■ Written task
Return each line in the records below that contains the string "background", with case counting toward a match.

■ Stored dataset items
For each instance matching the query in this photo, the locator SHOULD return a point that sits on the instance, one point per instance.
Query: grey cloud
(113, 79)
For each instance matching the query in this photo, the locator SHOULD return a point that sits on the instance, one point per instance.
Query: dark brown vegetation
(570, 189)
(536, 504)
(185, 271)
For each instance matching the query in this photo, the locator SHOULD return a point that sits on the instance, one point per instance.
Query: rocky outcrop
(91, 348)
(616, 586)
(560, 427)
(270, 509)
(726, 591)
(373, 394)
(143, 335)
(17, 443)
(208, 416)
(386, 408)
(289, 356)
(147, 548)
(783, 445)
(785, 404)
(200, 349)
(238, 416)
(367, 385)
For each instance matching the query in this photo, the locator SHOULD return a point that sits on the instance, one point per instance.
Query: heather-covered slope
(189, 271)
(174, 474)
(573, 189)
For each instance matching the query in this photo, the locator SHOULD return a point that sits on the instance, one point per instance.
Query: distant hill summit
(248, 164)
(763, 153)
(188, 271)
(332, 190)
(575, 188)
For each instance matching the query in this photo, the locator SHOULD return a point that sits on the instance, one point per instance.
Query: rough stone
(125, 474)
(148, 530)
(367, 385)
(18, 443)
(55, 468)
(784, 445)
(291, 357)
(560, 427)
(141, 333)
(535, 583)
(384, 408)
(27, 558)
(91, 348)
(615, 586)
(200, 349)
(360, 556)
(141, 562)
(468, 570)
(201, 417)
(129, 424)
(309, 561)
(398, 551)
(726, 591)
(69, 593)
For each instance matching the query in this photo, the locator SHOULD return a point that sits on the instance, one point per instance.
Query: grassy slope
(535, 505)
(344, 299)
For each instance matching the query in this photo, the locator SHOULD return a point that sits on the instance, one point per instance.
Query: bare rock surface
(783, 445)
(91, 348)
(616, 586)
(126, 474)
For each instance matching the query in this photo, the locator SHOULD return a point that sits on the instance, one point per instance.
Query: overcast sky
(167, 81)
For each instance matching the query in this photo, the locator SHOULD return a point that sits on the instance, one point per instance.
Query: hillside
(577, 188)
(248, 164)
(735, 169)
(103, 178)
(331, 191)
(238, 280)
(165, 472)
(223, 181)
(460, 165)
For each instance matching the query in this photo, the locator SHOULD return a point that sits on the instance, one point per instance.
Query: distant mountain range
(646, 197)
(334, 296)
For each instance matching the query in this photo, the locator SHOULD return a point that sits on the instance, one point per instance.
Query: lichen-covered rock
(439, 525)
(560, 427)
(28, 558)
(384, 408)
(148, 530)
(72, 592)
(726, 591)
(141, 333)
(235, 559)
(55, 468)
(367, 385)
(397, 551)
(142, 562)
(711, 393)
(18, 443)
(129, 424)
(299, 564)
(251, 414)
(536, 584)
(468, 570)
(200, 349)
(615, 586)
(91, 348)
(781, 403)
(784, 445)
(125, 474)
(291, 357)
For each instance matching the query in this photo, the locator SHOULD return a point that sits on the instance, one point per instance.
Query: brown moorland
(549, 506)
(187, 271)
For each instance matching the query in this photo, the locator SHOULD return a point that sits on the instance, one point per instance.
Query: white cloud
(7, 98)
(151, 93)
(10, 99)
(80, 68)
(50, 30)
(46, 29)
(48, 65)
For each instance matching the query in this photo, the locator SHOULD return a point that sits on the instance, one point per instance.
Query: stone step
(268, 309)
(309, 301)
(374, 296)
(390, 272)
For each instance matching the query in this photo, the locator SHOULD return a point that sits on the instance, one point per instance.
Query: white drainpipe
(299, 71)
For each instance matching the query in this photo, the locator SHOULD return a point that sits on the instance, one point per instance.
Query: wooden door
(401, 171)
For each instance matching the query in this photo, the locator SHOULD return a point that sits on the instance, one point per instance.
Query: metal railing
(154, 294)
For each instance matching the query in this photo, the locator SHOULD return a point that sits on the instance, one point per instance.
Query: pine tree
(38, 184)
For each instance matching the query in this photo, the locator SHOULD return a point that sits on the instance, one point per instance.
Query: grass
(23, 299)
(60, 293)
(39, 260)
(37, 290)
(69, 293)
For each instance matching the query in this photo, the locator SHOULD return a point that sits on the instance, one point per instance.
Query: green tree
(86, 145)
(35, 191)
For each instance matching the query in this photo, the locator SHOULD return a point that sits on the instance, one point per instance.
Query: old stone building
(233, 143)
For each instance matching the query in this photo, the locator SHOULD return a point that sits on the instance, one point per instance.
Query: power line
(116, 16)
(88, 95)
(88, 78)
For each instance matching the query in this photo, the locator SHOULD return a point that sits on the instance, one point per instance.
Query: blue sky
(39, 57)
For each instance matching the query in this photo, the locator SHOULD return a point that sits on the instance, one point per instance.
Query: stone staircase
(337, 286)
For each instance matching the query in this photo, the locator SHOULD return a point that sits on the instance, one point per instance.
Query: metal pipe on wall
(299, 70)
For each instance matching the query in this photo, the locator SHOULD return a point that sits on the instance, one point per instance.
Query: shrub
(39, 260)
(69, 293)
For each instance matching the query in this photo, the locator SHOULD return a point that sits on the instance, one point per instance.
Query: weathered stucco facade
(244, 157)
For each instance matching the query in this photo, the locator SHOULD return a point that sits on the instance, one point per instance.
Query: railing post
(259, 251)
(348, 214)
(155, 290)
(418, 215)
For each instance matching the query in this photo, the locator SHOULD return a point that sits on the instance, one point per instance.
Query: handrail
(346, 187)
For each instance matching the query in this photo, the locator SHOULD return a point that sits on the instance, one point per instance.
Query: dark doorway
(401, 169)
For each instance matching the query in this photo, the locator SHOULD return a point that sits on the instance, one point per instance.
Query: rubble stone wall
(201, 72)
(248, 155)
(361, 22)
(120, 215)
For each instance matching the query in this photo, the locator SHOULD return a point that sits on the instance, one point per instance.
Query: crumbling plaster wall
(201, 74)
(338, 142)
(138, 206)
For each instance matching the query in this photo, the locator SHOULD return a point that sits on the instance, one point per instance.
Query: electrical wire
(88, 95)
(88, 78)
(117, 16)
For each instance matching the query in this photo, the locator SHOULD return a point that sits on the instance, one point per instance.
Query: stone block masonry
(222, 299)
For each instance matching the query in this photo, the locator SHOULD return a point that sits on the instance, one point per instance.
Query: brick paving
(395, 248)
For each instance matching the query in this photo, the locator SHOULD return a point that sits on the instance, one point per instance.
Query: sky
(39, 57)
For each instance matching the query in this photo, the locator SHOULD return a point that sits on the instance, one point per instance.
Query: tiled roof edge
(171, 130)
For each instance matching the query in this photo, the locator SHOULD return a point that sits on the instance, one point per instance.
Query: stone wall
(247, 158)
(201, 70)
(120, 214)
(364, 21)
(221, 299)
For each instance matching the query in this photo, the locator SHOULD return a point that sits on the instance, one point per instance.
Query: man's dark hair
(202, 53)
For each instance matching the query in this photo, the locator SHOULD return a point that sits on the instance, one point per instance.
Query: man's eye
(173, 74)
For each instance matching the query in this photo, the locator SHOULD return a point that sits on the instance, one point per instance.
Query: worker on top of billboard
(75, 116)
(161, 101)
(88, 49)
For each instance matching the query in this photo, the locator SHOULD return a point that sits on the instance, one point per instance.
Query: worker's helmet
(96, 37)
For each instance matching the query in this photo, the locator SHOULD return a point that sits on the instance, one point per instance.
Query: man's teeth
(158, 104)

--

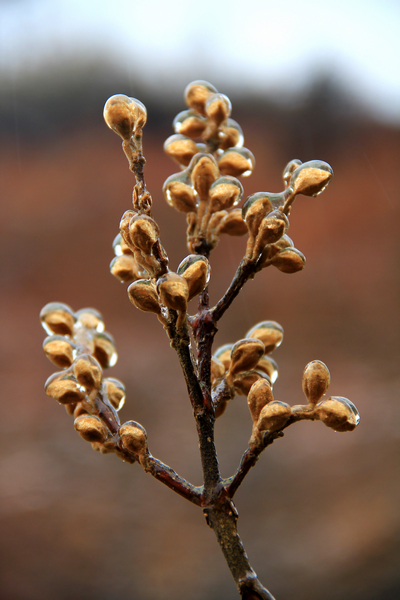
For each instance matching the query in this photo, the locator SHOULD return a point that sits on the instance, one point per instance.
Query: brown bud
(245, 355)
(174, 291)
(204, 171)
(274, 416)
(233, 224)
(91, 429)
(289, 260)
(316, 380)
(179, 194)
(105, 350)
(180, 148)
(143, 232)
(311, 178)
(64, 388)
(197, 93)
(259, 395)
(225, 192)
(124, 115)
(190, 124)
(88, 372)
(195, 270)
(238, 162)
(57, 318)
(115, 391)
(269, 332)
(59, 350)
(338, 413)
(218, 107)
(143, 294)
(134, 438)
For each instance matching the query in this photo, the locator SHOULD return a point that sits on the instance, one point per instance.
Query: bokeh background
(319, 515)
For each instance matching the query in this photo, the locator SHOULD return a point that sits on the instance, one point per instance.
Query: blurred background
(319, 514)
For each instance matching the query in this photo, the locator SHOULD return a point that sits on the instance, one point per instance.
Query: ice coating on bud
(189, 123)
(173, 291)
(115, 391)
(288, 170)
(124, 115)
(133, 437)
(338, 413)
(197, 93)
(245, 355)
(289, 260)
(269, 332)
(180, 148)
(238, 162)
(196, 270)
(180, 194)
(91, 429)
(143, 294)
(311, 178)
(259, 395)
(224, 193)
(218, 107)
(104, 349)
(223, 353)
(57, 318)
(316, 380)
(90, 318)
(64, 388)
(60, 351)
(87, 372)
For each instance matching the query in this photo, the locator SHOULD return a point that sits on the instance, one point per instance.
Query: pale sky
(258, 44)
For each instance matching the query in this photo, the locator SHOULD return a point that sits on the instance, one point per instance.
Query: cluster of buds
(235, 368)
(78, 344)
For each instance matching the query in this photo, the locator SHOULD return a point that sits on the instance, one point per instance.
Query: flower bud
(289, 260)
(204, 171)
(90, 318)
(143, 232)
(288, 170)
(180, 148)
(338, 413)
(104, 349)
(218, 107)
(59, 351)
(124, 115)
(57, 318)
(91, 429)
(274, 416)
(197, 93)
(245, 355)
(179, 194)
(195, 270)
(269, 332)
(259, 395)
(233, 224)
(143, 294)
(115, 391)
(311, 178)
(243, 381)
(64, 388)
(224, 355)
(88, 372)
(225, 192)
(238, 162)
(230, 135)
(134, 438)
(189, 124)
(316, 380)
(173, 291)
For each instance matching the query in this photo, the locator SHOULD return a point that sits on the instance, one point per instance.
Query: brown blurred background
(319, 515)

...

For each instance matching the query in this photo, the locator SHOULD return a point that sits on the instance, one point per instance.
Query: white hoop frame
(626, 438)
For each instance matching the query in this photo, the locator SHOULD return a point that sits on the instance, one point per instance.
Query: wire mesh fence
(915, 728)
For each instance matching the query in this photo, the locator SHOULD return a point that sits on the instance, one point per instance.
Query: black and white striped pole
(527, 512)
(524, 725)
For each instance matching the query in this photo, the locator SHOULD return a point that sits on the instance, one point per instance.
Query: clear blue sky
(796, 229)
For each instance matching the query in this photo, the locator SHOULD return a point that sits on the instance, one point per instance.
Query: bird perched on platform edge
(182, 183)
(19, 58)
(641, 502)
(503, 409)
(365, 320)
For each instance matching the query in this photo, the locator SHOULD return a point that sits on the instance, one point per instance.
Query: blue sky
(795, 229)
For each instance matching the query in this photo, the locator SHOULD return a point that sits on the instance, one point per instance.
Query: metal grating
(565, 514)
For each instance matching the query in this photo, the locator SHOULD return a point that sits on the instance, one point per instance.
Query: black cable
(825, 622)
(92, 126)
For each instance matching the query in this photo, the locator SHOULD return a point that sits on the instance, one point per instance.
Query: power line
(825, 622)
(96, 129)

■ Reply to the exercise
Query: bokeh background
Query: blurred background
Query: brown blurred background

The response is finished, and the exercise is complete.